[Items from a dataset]
════

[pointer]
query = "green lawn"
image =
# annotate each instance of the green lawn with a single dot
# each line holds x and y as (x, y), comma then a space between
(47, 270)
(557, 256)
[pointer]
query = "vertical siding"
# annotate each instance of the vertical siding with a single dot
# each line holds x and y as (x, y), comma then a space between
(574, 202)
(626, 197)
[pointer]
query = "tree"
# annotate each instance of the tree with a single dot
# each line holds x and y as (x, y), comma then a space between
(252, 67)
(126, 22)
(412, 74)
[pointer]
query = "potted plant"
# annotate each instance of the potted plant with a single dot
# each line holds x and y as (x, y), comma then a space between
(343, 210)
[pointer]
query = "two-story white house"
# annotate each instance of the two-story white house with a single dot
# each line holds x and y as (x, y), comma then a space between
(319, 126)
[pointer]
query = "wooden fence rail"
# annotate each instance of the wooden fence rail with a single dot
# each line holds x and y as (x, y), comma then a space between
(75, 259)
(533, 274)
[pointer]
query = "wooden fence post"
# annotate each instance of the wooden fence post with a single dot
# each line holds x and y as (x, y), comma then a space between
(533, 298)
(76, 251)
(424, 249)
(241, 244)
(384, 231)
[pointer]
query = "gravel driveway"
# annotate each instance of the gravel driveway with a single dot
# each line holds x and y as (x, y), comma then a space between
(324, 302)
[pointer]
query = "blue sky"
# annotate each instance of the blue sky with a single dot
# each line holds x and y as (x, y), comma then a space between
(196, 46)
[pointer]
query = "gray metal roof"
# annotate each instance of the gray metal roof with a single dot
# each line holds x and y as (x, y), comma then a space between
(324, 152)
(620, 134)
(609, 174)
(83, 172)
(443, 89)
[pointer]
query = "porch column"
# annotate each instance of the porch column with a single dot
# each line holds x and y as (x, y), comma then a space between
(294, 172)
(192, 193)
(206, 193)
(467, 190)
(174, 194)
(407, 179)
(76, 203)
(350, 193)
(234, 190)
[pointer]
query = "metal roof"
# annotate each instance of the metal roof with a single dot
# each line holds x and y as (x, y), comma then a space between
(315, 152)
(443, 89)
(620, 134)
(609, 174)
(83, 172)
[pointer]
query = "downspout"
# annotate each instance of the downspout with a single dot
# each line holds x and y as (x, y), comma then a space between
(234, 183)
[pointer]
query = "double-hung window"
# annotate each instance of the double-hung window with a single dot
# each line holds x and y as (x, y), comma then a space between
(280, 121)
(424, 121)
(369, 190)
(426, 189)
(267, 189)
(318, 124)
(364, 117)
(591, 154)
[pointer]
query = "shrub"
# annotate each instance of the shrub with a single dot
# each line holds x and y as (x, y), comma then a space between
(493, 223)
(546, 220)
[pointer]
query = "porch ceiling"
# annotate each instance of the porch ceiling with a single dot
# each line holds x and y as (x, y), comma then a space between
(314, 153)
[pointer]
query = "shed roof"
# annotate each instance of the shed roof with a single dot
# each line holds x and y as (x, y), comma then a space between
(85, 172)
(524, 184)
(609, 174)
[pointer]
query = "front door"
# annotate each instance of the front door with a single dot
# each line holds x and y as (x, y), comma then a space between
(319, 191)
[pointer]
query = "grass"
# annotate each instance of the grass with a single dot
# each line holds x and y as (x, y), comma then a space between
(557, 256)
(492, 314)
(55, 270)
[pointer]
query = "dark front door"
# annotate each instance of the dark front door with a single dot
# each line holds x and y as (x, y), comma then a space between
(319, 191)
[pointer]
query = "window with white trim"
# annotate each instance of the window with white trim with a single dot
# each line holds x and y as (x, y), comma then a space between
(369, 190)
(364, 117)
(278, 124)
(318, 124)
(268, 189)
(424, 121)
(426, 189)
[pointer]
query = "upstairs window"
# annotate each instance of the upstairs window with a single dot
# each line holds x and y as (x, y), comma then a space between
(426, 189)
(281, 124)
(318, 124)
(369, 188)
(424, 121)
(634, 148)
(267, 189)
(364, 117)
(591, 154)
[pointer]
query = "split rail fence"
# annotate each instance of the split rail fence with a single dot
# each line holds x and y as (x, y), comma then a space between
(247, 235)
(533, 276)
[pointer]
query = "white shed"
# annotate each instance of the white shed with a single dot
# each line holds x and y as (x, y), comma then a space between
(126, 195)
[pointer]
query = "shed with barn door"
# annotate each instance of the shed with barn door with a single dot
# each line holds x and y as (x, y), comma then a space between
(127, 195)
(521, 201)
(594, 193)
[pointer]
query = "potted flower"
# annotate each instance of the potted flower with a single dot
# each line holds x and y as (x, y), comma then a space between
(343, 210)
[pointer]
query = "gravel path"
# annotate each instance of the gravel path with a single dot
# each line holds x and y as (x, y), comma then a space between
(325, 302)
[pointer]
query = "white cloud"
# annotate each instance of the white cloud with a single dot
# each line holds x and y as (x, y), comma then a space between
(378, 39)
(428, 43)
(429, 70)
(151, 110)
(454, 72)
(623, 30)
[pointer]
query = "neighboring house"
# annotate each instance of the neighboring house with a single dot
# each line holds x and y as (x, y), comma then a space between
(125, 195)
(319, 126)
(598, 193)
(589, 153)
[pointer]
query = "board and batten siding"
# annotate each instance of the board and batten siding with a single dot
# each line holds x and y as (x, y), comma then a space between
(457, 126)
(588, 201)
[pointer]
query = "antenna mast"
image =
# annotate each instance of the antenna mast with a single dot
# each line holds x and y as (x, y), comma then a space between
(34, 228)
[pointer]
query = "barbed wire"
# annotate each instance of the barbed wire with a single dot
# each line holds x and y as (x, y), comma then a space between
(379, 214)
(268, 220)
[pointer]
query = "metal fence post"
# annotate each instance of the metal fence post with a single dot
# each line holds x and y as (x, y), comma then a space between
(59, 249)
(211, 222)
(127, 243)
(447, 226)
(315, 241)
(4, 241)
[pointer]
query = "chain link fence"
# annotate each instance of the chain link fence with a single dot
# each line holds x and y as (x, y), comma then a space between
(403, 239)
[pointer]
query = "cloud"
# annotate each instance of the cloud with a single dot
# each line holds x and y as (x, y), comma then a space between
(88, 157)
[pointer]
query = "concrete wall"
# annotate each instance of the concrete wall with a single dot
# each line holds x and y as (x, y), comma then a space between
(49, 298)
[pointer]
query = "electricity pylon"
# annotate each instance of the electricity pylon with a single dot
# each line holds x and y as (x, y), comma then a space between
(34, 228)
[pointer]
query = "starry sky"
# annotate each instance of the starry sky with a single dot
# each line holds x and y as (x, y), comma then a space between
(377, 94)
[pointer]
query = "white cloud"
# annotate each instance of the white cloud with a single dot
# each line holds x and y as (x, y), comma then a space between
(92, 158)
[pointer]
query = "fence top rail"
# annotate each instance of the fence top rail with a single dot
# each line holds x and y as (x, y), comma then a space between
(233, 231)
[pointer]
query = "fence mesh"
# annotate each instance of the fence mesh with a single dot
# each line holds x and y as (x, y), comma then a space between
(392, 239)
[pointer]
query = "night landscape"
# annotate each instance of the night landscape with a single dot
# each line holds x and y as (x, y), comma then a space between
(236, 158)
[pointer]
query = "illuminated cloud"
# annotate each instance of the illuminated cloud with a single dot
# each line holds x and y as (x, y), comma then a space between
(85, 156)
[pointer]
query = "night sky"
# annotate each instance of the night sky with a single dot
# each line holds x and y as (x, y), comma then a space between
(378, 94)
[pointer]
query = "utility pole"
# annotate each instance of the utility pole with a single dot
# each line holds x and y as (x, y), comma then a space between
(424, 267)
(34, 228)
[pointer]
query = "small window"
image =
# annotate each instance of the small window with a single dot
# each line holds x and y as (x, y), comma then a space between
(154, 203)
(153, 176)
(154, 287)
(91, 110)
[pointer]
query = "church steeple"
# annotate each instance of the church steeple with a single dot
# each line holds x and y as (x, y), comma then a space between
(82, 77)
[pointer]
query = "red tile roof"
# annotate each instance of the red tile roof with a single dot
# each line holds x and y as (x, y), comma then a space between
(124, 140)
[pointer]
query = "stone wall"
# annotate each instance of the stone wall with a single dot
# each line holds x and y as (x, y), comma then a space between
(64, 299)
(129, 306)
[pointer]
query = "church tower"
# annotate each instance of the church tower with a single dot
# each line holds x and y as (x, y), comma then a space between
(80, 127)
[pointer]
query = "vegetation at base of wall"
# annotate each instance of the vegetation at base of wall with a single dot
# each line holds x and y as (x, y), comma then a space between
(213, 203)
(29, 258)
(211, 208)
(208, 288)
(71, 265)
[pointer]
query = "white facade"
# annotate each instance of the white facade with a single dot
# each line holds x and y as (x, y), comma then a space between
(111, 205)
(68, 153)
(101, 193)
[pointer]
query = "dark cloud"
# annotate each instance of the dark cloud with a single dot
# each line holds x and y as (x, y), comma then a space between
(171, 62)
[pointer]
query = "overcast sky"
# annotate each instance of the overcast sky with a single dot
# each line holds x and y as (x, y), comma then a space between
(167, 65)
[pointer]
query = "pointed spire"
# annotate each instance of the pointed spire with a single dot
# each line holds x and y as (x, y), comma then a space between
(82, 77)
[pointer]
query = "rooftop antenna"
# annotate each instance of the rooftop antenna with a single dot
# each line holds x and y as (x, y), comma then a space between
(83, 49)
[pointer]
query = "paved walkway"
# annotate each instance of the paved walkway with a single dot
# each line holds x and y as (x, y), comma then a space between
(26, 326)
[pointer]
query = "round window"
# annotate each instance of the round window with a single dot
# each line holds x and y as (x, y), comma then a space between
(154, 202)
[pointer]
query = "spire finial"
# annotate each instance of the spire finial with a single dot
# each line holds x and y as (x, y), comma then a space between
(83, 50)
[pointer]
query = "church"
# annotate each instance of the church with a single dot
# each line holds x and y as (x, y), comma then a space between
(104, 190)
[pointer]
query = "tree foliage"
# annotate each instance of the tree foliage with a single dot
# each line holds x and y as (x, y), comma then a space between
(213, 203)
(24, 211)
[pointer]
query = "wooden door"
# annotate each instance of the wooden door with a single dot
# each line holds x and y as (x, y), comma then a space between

════

- Instruction
Extract every line of the items above that contains the word "starry", paying attention to case.

- Right answer
query = "starry sky"
# annotate each instance of the starry sky with a single dot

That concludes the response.